-- Begin SUPPLIED TEXT --

Understanding the layout of webpages using automatic zone recognition
At Contentsquare, we empower our clients to analyze user interactions with every part of their website, from entire pages down to HTML elements. Aggregating the information in human-readable blocks is key; which is why we ask our clients to cluster URLs into pages (list pages, product pages, home pages, etc) and key HTML elements into zones of interest. The image below shows a product page segmented into different zones: search bar, logo, menu, “add to cart” button, and so on.
A webpage segmented into zones of interest. The displayed values are metrics associated with those zones.
Segmenting a webpage similar to the one above, is a time consuming operation, regardless of the tools you use. What if we could automatically find zones of interest and segment webpages? This is what we’d like to focus on in this blog post, so if this topic is of interest, read on.
There are several ways of tackling this problem, depending on the expected result.
A natural approach is to view the problem as a clustering task. HTML elements would be grouped in clusters, and those clusters would constitute the zones of interest we’re after. Those clusters would be unlabelled though: another algorithm would have to label those clusters, that is to infer their category (menu, “add to cart” button, etc).

-- End SUPPLIED TEXT --
-- Begin MATERIAL SUPPLIED --

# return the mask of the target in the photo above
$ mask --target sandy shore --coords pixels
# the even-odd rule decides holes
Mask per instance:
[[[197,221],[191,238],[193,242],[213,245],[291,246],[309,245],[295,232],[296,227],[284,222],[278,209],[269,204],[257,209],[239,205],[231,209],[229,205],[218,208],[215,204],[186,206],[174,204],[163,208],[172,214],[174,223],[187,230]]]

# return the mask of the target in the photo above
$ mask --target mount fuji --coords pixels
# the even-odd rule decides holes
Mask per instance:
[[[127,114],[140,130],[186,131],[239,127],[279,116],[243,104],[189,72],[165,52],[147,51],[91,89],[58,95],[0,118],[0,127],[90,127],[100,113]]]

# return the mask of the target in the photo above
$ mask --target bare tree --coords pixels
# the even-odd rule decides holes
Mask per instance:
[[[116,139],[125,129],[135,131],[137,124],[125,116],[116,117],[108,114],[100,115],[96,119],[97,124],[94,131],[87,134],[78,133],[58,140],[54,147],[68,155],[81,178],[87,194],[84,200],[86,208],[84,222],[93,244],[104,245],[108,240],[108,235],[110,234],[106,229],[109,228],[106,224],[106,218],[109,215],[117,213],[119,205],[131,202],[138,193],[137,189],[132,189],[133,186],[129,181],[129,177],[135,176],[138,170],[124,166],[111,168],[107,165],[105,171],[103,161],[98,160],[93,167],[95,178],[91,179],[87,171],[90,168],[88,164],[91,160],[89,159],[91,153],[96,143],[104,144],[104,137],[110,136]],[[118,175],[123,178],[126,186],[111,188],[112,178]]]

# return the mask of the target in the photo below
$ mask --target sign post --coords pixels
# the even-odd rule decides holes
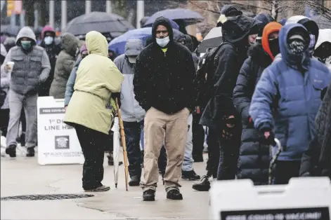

-- End MATERIAL SUPPLIED --

*OBJECTIVES*.
1. According to the zone recognition post, what kinds of pages do clients cluster URLs into?
2. Identify every line in the entries that contains the string "pixels", and copy each of those lines.

*THE ANSWERS*.
1. List pages, product pages, home pages, and so on.

2.
$ mask --target sandy shore --coords pixels
$ mask --target mount fuji --coords pixels
$ mask --target bare tree --coords pixels
$ mask --target sign post --coords pixels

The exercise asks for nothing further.